→ **Document extract**:
# Info on the Jackson 2 Fun



## FatmanZ (Sep 15, 2004)

*Jackson 2Fun*

The Jackson Fun boats are great all around boats in general. I've used a Jackson SuperFun it came out a few years back, and my boy has a Fun1. I talked a friend who is new to kayaking into getting a 2Fun, and so far it's been a great beginner boat for him. He's around 5'8", 120 lbs and it fits him well. 

When looking at the boat - keep in mind it went through a redesign for the 2007 year - previous year's boats are called the "Classic" Funs. 

RMA north of Fort Collins MIGHT have both a classic and 2007 2Fun in stock - give them a call.


----------



## Midwest2West (Apr 17, 2008)

I'm 5'4", 130 and I have a 2Fun from the first model year--04 or 05? I really like it. It rolls ridiculously easily and it's extremely light, and it is as dry as advertised (no screws on the outside of the boat).

→ **Dataset excerpt**:
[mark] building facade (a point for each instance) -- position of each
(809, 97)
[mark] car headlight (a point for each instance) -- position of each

→ **What this exercise asks**:
A - Answer each question about the Jackson 2Fun thread, one answer per line, marked the same way:
(i) How tall and how heavy is the friend who got a 2Fun?
(ii) What are the Fun boats from before the 2007 redesign called?
(iii) According to the later post, what makes the boat dry?
B - In the Jackson 2Fun thread, shorten the paragraph that begins "The Jackson Fun boats are great" while keeping its main facts.

→ **Written answers**:
A -
(i) Around 5'8" and 120 lbs.
(ii) "Classic" Funs.
(iii) There are no screws on the outside of the boat.

B - Jackson Fun boats are good all-around boats. The poster has used a Jackson SuperFun, and the poster's son has a Fun1. A friend new to kayaking got a 2Fun on the poster's advice, and it has been a great beginner boat for him. At around 5'8" and 120 lbs, he fits it well.